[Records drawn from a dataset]
Segment Open

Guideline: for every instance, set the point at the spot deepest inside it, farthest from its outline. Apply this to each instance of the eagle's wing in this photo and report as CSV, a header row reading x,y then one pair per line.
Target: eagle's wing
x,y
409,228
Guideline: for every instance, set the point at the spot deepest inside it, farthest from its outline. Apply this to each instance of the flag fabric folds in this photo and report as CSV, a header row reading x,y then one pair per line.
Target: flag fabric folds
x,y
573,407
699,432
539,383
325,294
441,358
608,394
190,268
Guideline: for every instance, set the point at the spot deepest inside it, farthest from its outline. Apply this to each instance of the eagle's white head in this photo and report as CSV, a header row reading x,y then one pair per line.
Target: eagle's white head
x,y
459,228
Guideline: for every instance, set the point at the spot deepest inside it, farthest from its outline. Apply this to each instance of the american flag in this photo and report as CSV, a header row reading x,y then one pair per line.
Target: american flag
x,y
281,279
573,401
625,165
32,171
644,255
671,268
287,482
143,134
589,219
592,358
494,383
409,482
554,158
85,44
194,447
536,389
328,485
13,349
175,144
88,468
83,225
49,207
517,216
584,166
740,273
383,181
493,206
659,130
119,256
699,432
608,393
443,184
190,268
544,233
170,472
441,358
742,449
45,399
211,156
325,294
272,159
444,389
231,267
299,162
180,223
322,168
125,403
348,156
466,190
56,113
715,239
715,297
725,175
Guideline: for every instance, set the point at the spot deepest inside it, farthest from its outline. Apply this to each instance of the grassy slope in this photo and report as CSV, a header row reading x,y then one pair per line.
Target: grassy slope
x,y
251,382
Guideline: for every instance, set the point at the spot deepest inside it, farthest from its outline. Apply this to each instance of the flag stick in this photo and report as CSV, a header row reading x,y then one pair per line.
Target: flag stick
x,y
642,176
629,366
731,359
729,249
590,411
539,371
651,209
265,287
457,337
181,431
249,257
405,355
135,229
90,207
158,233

Segment Closed

> _Work task_: Output only the lines from the one holding "Target: american flag" through the last line above, exactly as they appear.

> _Solution below_:
Target: american flag
x,y
281,279
573,401
625,165
32,171
644,255
671,268
287,482
143,134
589,219
592,358
494,383
409,482
554,158
85,44
194,447
536,389
328,485
13,349
175,144
88,468
83,225
49,207
517,216
584,166
740,273
383,181
493,206
659,130
119,256
699,432
608,393
443,184
190,268
544,233
170,472
441,358
742,449
45,399
211,156
325,294
272,159
444,389
231,267
299,162
180,223
322,168
125,403
348,156
466,190
56,113
715,239
715,297
725,175
Guideline: for every instance, set the point at the spot deepest inside it, farthest from its outline. Apply this to each instance of the grassy slope in this photo and report as CSV, a header row reading x,y then one pair per line.
Target: grassy slope
x,y
251,382
Guideline: for every instance, set the point at the spot deepest inside it, farthest from its outline. Apply this to each instance of the flag stick in this photo and report as CSV, a header row reading x,y then one pair per line.
Target: flag stick
x,y
642,176
629,366
731,359
729,249
590,411
539,371
651,209
265,287
457,337
181,431
249,257
405,355
135,229
90,207
158,233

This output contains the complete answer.